_Input records_
□ □ □ □

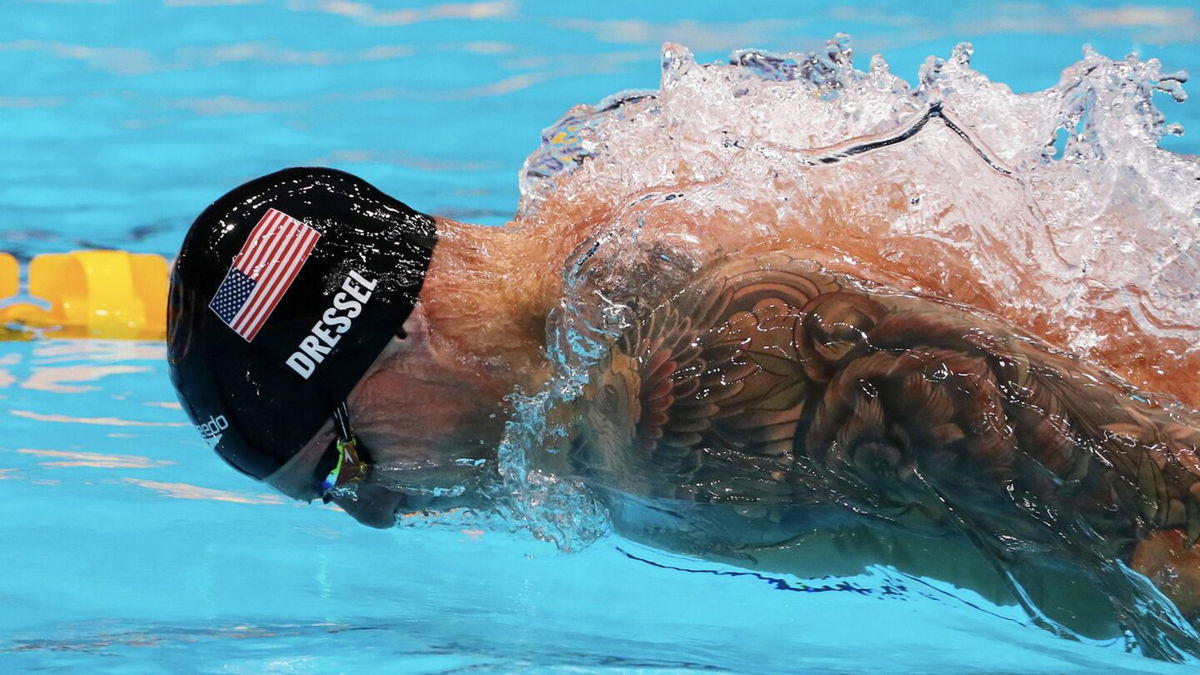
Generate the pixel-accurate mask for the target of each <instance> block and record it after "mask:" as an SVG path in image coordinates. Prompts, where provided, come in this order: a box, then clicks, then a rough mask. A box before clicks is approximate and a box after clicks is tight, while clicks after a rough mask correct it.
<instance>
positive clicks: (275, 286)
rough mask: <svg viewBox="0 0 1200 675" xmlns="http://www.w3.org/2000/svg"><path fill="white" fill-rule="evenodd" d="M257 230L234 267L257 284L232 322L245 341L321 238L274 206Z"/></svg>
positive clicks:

□ □ □ □

_Work order_
Images in the records should not be copied. Repeat all the rest exactly.

_Output of the exercise_
Generate the pixel-accurate mask for the target of each <instance> block and record it after "mask:" as an SVG path in image coordinates. Prompts, where provided, come in this order: a box, then clicks, then a rough mask. A box before clicks is approximate and a box after clicks is tight, while clicks after a rough mask correct it.
<instance>
positive clicks: (275, 286)
rough mask: <svg viewBox="0 0 1200 675" xmlns="http://www.w3.org/2000/svg"><path fill="white" fill-rule="evenodd" d="M257 230L234 267L257 284L232 322L245 341L321 238L274 206Z"/></svg>
positive clicks:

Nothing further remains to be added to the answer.